PROBLEM DETAILS: Quote the records below word for word, beginning with the line that contains "In the photo above, where can the snowy" and continuing through the end of the records. Omit the pictures.

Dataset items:
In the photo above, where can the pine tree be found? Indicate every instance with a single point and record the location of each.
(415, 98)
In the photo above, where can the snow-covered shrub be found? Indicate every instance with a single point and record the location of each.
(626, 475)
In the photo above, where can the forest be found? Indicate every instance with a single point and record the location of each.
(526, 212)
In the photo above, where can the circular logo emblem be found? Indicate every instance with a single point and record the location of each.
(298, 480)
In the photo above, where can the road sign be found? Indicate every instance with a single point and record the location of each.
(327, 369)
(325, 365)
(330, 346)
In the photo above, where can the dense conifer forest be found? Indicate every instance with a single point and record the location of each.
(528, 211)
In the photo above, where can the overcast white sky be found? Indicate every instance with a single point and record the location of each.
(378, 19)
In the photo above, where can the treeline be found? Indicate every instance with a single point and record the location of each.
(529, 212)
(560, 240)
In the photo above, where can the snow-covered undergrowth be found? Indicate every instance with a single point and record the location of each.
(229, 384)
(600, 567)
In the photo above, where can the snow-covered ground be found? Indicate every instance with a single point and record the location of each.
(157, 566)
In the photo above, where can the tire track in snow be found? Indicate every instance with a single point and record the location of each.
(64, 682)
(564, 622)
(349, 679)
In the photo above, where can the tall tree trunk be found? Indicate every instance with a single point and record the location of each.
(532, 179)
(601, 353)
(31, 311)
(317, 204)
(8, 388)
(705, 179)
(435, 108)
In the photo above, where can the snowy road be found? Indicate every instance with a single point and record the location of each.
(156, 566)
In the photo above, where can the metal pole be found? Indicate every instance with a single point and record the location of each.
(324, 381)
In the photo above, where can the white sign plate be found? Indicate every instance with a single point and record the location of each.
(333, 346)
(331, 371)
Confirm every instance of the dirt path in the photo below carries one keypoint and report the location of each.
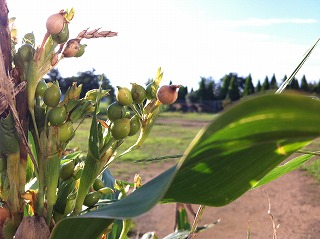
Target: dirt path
(295, 206)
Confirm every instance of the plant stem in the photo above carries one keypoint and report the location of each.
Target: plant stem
(126, 225)
(196, 221)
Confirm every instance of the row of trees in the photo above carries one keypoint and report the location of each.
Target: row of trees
(88, 79)
(232, 87)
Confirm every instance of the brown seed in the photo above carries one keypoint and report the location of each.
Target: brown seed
(168, 94)
(72, 47)
(55, 23)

OUTPUT:
In the photo above, where can the snowy road be found? Indicate every instance with a single point and record the location of each.
(156, 566)
In the photo above, where can the metal pole be found? Indicate every instance with a single point and record the location of each.
(324, 381)
In the photo above, where can the white sign plate be found? Indicate every instance with a single point and record the location of each.
(333, 346)
(331, 371)
Confirm every instance of the dirt path in the photo below carries one keypoint and report the location of each.
Target: dirt path
(295, 206)
Confirm every instance of the plant stem in the photo above carries one keypoint and report the location of each.
Target: plant stem
(126, 225)
(196, 221)
Confirm every instance of the row of trees in the photo above carries one keypoint and report the location of each.
Target: row of trees
(88, 79)
(232, 87)
Confirm every instance of the brown seed in the photo above carries one keypoint and report the location of each.
Target: brown seed
(168, 94)
(72, 47)
(55, 23)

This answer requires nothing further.